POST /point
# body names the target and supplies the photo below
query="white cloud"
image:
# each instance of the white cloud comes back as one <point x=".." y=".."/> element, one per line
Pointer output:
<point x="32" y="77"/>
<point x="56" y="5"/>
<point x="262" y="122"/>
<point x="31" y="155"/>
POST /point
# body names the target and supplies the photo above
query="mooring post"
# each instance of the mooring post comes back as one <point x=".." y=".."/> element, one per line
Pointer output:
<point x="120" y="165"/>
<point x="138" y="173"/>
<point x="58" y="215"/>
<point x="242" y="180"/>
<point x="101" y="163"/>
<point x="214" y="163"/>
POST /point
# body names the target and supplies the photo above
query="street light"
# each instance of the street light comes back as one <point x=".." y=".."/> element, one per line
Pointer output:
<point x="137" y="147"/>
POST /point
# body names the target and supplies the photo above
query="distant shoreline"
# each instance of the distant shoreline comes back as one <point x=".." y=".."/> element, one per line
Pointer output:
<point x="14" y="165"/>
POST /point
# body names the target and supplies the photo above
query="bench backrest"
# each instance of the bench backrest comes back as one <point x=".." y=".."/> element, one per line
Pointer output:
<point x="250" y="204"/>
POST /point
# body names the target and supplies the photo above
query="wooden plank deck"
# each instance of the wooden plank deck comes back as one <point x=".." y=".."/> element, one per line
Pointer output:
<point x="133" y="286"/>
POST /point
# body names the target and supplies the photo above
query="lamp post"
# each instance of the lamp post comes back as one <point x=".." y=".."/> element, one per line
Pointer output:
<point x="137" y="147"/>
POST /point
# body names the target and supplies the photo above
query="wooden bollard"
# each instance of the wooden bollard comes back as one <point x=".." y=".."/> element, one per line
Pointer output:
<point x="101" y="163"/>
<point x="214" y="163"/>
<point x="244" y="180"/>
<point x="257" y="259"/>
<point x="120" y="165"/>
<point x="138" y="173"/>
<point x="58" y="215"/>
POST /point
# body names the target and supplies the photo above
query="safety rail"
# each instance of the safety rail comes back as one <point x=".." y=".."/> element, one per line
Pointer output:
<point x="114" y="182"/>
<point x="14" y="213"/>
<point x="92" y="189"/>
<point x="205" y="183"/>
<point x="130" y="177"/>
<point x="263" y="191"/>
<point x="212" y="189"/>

-.-.-

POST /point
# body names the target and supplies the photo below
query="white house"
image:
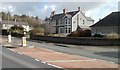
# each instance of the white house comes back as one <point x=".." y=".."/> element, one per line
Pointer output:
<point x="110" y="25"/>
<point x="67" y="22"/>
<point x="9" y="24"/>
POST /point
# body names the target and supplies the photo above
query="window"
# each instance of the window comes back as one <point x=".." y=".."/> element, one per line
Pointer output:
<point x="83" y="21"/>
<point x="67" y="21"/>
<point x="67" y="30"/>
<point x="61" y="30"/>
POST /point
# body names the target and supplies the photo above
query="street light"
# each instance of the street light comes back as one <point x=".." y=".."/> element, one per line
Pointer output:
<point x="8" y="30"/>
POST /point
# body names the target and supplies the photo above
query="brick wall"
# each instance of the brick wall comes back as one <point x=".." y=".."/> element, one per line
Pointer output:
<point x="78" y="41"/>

-.-.-

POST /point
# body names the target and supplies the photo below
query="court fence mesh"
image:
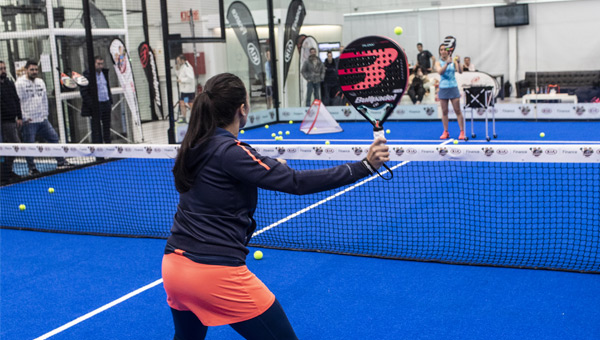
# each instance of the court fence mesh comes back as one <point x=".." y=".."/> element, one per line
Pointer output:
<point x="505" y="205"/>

-.-.-

> _Task requirements_: Return every line of the records above that contains the string "plank", treating case as significant.

> _The answer_:
query="wooden plank deck"
# each instance of the wooden plank deck comes back as one <point x=".." y=".."/> element, one per line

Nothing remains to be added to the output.